### PROBLEMS TO WORK ON:
(1) In the ballet review below, which two characters fight the duel that takes place behind Marguerite in Act III?
(2) Name every dancer that the ballet review below mentions as performing in "Lady of the Camellias."

### PASSAGE GIVEN:
start

Two days later Ashley Ellis and Sabi Varga took the lead roles. Varga is, and always has been, a wonderful actor. I found him especially convincing in Act III when Armand, burning with rage at his lover’s supposed betrayal, throws money at Marguerite’s feet At the end of Act II his positions in his father’s arms, which first echo Balanchine’s “Prodigal Son” and then the heroine’s death in MacMillan’s “Romeo and Juliet”, were memorable. “Lady of the Camellias” is Marguerite’s story, however, and Ellis taught its meaning.
What struck most about Ellis’s performance was the sense that Marguerite is a sacrificial lamb: “agnus dei qui tollis peccata mundi.” In Act III she sits downstage facing the audience while the duel between Armand and her ‘protector,’ Baron de Varville, takes place behind her. After the baron has been shot, she rises and surveys the devastation she has caused. Grief-stricken, she realizes her helplessness before the crushing forces arrayed against her.
Yet her suffering is not in vain; her purity of heart (if not of body) gives it significance. Although there is no reconciliation with Armand in this version of the story, we and M. Duval Sr. know what she has given up for the sake of her lover and his family. In the final scene Marguerite goes upstage to a large trunk, takes out the dress she wore when she first met Armand, and holds it close to her. Then she sits at her vanity table, powders her face, and puts on lip rouge.
When Breen Combes did this, I imagined that she wanted to be beautiful for Armand one last time. When Ellis did it, her eyes were so empty, it was clear she knew she would never be beautiful again. In applying her make-up, she seemed to be performing an embalming ritual. Her gestures said, in effect, “La commedia è finita.”
Although there is no actual mirror on the vanity table (since it would cut off our view of the ballerina), it’s safe to imagine one there. When Ellis looked into that mirror, what she saw was the face of death, and she accepted her fate without flinching. This allowed the audience not just to pity Marguerite but to admire her courage, and it elevated her story from tear jerker to tragedy.
As she’s in her death throes, Marguerite holds a camellia to her face and drinks in its perfume. In doing so she bears witness to the notion that she will not perish utterly, that the memory of her love, like the scent of the flower, will outlive her – “the song is ended, but the melody lingers on.”

end

### DATA ENTRIES:
start

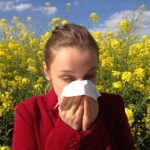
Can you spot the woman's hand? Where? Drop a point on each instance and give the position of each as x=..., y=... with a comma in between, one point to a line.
x=91, y=109
x=78, y=112
x=71, y=111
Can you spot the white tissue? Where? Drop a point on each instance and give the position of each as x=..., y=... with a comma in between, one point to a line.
x=81, y=87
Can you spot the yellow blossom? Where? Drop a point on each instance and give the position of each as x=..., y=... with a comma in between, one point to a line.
x=4, y=148
x=126, y=76
x=124, y=26
x=115, y=43
x=147, y=118
x=138, y=74
x=94, y=17
x=64, y=22
x=117, y=85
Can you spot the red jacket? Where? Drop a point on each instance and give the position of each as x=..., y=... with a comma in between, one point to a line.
x=39, y=127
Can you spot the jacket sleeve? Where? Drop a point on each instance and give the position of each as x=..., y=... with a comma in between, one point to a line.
x=63, y=137
x=24, y=134
x=124, y=139
x=24, y=137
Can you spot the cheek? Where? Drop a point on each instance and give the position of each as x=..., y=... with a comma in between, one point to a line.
x=58, y=86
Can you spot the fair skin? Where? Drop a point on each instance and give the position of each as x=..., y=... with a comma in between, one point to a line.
x=71, y=64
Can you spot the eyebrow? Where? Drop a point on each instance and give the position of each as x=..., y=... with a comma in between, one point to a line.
x=68, y=71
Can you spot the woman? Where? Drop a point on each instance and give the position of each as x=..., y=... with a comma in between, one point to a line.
x=77, y=122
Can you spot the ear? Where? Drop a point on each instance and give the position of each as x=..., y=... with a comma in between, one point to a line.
x=46, y=71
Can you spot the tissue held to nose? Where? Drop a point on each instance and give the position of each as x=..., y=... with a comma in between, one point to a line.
x=80, y=87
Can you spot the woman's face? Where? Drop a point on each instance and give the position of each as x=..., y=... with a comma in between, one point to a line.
x=71, y=64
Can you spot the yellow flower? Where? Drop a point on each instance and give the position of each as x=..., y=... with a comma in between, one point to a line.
x=115, y=73
x=126, y=76
x=130, y=116
x=64, y=22
x=145, y=37
x=48, y=4
x=139, y=74
x=147, y=118
x=117, y=85
x=1, y=111
x=29, y=19
x=56, y=21
x=94, y=17
x=107, y=62
x=124, y=26
x=25, y=81
x=3, y=21
x=115, y=43
x=32, y=69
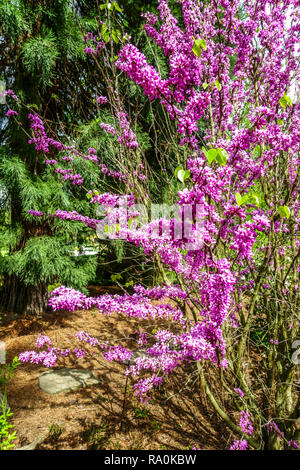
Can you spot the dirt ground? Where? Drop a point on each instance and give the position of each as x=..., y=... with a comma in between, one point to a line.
x=95, y=417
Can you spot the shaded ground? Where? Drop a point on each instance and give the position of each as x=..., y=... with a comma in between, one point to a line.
x=94, y=418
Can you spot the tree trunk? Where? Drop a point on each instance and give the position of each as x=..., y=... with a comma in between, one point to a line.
x=17, y=298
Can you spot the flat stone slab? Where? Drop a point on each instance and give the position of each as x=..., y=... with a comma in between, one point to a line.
x=66, y=380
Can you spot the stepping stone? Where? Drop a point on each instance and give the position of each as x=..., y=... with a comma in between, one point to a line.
x=66, y=380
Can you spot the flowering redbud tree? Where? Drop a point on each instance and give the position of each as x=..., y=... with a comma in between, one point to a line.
x=234, y=306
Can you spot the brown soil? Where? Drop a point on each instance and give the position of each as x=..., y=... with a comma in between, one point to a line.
x=91, y=418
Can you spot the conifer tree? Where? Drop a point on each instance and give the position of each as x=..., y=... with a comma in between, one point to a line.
x=43, y=61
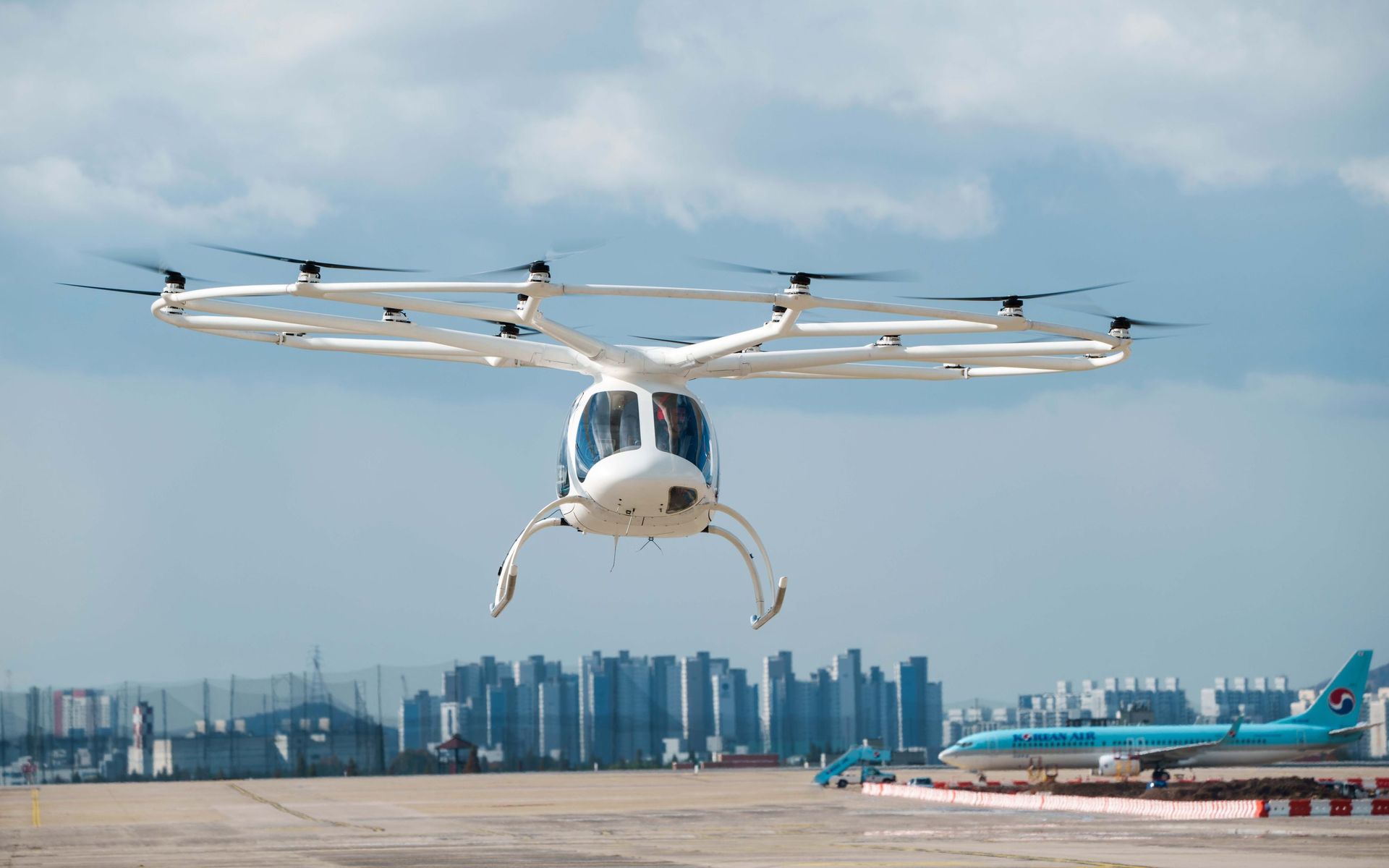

end

### ANSWERS PER TASK:
(1) Armand and Baron de Varville.

(2) Ashley Ellis, Sabi Varga, Breen Combes